**Set of tasks**:
• 1. From the passage about grape growers, return the text beginning at the words "Whatever winemakers do, they" and stopping after the words "of another kind?".
• 2. Which grape varieties does the passage about grape growers name? List every one.

--- Start Passage given ---

He’s a retired dentist. His vineyard is literally ten feet outside
of his house. He takes a lot of pride in his Cabernet Sauvignon. Frank
Casanova’s vineyard is one acre. It’s in the Oakville District.
His Mom and Dad were born in Italy, and he loves his vineyard. He’s
an endodontist??. The Wild Horse Valley Chardonnay is beyond my place,
and the grower is Brian Silvert?. He is a lawyer in Napa. And the Amador
county Zinfandel is on Shenandoah Valley Road in Amador County way up
in the hills. The vineyard owner over there is KEN PEMBERTON, a lawyer,
who has a practice in Alpine County right next to Nevada. My feeling
about buying grapes from growers is that I deal only with people that
I enjoy having dinner with. That’s a good way to phrase it. I have
always told my grape growers that if prices go up, I will meet whatever
prices are. And when prices go down, they have to go with me on that
one and lower the prices. So I have no problems with any of my growers.
Would you be better off if you owned your own vineyard?
Whatever winemakers do, they say they do it because that makes the best
quality wine. Why do they use French oak, or stainless, or why do they
not use oak? Or why do they use Montrachet yeast instead of another kind?

--- End Passage given ---
--- Start Listed records ---

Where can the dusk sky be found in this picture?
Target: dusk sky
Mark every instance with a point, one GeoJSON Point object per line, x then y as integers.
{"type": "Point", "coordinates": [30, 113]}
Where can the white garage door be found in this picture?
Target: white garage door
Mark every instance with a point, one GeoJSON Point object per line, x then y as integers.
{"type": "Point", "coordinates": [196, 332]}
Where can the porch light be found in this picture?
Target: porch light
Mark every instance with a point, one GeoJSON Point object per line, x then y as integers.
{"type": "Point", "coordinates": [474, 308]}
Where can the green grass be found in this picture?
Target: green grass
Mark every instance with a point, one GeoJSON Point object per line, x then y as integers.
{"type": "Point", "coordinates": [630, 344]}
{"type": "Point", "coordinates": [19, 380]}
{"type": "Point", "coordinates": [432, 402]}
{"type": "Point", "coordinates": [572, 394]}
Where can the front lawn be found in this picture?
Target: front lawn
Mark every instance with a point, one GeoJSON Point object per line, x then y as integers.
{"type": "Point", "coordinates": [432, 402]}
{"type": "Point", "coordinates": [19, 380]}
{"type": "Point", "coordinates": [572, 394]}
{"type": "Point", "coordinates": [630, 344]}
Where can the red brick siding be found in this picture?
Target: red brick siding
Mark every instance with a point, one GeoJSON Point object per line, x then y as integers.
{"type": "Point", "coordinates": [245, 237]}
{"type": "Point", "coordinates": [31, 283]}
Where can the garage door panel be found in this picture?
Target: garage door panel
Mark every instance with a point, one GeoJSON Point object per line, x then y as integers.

--- End Listed records ---

**Final answers**:
• 1.
Whatever winemakers do, they say they do it because that makes the best
quality wine. Why do they use French oak, or stainless, or why do they
not use oak? Or why do they use Montrachet yeast instead of another kind?

• 2.
Cabernet Sauvignon
Chardonnay
Zinfandel